List every line below containing "lantern".

━━ Exercise material ━━

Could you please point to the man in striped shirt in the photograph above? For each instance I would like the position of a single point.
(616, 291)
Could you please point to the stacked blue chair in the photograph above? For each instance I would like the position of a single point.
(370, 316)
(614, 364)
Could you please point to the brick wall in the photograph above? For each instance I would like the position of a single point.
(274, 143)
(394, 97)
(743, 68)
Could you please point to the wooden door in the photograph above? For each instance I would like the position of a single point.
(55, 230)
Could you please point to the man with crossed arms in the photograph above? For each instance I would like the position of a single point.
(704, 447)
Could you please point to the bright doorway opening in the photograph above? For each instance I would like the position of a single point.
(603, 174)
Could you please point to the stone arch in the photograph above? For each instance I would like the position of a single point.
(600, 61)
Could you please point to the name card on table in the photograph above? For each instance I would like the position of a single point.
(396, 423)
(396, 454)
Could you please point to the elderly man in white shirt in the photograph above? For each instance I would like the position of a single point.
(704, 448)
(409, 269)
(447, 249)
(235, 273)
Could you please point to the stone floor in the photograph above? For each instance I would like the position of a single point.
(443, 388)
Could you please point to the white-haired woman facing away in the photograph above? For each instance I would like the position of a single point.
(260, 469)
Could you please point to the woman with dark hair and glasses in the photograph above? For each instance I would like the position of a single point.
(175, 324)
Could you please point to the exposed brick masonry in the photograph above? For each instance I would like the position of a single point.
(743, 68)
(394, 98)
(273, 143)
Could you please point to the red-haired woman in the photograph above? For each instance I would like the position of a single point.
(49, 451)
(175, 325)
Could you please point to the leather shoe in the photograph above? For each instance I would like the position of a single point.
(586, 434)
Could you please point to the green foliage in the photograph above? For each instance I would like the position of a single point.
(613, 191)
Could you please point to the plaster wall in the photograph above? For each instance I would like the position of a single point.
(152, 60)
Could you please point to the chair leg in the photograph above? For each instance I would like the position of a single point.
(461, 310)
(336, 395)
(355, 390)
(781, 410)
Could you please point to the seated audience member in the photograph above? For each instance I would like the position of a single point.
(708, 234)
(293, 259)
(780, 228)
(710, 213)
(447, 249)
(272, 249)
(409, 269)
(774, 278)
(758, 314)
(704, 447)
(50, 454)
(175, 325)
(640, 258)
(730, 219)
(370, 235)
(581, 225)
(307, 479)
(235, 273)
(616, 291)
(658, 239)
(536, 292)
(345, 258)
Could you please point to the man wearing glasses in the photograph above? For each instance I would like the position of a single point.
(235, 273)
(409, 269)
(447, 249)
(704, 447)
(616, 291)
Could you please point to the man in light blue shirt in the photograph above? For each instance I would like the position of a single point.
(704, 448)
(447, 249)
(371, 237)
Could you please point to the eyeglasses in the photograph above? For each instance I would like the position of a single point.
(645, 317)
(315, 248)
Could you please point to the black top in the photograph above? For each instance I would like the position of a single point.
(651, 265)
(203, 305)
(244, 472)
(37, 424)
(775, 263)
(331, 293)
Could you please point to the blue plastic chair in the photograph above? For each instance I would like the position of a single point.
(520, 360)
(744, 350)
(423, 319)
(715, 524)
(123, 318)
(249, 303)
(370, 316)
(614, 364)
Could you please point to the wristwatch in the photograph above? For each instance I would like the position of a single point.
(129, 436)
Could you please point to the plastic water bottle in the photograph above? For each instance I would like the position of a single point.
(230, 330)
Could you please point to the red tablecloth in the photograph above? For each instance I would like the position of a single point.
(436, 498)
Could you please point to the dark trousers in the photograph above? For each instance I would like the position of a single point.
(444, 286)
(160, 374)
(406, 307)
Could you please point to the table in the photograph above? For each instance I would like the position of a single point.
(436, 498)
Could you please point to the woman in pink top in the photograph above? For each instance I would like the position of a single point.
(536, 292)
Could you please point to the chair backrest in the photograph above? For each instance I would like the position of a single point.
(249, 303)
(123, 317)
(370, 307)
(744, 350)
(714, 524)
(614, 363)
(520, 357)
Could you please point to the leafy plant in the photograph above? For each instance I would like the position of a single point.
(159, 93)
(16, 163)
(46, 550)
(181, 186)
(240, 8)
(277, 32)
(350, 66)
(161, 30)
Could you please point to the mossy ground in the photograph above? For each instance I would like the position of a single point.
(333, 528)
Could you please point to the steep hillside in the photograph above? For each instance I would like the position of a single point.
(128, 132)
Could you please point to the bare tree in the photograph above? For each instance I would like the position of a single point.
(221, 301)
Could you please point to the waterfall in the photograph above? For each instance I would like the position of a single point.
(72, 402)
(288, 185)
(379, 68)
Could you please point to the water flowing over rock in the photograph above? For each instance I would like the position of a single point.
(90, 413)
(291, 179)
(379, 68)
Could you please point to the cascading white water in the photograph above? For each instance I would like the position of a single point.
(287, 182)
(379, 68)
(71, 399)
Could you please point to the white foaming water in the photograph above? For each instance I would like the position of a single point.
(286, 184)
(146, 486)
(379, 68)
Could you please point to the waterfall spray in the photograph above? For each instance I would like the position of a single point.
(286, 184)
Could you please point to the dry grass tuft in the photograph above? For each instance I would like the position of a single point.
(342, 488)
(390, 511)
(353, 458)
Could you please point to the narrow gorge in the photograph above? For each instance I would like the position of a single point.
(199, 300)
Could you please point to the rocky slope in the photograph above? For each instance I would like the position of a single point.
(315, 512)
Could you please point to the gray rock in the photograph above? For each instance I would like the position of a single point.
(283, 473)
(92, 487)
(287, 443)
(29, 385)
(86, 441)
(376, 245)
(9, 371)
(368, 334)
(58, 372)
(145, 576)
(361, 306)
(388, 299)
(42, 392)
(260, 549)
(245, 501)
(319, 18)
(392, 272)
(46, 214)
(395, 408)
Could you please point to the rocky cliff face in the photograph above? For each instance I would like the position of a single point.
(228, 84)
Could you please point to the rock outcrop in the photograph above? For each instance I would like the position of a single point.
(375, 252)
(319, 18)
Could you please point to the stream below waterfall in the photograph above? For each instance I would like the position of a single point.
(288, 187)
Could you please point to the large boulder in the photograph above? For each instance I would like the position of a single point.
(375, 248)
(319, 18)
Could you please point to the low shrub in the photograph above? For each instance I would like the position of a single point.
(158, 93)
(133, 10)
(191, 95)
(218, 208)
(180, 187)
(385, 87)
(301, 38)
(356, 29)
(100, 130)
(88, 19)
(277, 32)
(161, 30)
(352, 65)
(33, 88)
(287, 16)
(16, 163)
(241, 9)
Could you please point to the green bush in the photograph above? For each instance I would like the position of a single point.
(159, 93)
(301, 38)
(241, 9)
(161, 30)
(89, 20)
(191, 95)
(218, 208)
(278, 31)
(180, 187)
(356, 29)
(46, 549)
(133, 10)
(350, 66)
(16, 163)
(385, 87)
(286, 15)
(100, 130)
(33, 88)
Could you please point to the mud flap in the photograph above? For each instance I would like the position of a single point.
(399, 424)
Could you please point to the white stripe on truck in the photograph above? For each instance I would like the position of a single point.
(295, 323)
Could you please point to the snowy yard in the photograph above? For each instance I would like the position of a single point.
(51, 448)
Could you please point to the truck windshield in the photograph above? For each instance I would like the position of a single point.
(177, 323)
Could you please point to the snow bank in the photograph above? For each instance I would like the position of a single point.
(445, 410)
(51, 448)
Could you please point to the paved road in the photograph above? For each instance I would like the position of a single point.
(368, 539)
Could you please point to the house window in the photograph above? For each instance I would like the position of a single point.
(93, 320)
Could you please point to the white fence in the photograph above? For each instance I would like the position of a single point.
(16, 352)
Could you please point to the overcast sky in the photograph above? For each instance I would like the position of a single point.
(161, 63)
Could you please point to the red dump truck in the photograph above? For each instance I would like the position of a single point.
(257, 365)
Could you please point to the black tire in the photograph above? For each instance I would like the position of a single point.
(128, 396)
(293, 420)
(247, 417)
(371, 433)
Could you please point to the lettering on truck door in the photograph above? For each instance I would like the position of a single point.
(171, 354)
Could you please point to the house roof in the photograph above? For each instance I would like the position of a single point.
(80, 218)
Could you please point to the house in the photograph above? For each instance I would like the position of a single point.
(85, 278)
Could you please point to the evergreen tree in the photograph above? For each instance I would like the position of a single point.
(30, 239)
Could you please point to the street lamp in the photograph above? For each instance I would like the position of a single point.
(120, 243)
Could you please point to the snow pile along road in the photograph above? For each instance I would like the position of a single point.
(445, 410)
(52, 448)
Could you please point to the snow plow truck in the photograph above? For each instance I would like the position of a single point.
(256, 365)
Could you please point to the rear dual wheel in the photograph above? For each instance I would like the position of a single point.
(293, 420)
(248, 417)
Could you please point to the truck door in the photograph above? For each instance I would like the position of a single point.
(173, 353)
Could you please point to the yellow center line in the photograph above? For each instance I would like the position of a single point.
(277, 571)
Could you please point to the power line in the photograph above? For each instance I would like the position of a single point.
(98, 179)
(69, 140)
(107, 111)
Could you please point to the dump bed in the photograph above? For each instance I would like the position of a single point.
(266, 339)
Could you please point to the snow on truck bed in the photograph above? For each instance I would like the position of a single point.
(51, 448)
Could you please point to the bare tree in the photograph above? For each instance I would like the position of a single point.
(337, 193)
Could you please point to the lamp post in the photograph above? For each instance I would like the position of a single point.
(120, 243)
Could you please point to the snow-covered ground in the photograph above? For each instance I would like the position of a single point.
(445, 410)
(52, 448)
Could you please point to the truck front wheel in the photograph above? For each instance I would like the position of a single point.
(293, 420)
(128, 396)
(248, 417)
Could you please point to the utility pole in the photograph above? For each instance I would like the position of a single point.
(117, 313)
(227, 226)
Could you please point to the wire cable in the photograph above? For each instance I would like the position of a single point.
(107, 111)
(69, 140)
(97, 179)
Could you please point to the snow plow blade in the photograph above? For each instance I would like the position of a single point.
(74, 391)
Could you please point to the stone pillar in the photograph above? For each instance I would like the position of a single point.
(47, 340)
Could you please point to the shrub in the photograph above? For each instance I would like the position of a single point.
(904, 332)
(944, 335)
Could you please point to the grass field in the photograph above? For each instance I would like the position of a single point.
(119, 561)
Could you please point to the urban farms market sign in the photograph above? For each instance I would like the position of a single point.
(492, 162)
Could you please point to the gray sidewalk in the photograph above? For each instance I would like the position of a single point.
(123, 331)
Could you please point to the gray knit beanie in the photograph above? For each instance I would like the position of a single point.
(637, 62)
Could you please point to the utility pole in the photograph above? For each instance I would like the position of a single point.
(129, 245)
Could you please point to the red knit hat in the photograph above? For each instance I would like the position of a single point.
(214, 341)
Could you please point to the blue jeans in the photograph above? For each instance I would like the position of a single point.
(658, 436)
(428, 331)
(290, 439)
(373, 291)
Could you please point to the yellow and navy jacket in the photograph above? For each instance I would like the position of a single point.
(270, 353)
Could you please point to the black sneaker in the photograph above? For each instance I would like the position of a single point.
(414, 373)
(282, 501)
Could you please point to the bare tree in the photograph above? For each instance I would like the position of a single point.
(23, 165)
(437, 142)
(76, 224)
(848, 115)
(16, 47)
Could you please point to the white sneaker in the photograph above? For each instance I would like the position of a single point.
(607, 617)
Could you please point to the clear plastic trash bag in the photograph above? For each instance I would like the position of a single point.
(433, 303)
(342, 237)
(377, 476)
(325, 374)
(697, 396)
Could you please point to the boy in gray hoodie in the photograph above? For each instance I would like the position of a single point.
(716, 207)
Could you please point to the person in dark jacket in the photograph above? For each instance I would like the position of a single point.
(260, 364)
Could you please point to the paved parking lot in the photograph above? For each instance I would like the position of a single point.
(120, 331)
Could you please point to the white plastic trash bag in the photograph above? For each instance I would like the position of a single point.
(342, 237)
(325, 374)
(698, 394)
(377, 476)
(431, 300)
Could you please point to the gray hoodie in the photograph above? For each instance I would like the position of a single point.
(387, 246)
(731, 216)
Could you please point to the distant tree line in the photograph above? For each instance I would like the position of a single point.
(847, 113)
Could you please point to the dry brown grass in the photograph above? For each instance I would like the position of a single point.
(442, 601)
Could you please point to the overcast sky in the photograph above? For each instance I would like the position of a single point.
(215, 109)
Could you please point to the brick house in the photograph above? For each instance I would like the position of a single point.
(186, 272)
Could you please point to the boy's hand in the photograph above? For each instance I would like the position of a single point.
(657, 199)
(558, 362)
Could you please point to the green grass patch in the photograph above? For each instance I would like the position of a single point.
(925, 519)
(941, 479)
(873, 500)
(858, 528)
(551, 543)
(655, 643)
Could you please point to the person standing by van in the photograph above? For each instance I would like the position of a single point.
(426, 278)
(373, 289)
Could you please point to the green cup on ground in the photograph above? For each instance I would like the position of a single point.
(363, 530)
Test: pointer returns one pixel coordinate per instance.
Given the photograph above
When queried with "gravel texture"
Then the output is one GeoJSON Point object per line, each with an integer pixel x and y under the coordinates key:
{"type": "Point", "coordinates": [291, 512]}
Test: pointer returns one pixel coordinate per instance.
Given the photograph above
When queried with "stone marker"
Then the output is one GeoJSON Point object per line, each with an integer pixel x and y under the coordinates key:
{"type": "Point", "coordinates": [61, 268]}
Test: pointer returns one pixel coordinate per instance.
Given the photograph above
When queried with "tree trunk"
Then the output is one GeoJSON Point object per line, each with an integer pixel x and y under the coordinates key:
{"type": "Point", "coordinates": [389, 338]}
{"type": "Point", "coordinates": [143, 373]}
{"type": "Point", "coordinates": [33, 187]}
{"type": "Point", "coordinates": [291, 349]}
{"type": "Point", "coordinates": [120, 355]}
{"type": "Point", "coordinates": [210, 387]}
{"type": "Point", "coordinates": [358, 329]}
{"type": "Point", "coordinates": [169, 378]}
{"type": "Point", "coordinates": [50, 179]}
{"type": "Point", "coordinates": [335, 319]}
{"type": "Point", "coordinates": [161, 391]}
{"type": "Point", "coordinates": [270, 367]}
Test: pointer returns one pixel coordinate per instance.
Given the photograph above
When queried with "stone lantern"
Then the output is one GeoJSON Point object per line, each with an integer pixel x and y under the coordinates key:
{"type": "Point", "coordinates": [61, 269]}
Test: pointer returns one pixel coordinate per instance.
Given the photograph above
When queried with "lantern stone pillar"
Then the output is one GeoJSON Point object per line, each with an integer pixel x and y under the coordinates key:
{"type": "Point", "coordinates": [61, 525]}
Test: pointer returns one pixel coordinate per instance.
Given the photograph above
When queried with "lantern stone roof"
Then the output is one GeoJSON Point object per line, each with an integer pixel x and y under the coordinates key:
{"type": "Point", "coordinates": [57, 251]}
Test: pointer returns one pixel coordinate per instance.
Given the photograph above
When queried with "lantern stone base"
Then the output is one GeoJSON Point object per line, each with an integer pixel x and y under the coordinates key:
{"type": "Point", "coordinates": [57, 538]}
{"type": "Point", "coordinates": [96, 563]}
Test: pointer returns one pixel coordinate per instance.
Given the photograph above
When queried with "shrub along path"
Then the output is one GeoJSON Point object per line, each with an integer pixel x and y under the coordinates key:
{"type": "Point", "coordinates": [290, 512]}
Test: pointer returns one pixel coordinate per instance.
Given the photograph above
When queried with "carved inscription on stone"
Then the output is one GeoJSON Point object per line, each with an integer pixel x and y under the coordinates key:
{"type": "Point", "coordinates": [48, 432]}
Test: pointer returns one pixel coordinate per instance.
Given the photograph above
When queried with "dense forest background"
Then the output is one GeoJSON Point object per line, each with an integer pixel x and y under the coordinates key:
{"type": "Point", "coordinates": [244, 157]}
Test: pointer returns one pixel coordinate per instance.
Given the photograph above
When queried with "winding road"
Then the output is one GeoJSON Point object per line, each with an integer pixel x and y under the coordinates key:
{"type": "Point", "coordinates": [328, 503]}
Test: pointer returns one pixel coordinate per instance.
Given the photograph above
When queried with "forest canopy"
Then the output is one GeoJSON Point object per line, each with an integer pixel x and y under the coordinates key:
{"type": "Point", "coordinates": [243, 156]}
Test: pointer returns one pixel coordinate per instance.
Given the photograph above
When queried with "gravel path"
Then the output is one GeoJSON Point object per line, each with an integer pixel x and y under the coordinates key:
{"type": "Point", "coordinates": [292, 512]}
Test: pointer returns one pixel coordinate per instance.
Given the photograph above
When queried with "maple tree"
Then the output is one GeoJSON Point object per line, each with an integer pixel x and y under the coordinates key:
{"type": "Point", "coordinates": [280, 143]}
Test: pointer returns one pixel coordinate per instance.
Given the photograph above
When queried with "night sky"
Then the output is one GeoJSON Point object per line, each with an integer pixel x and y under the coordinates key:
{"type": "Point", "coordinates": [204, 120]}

━━━

** Answer section **
When queried with "stone lantern"
When queried with "lantern stone pillar"
When queried with "lantern stone roof"
When queried with "lantern stone base"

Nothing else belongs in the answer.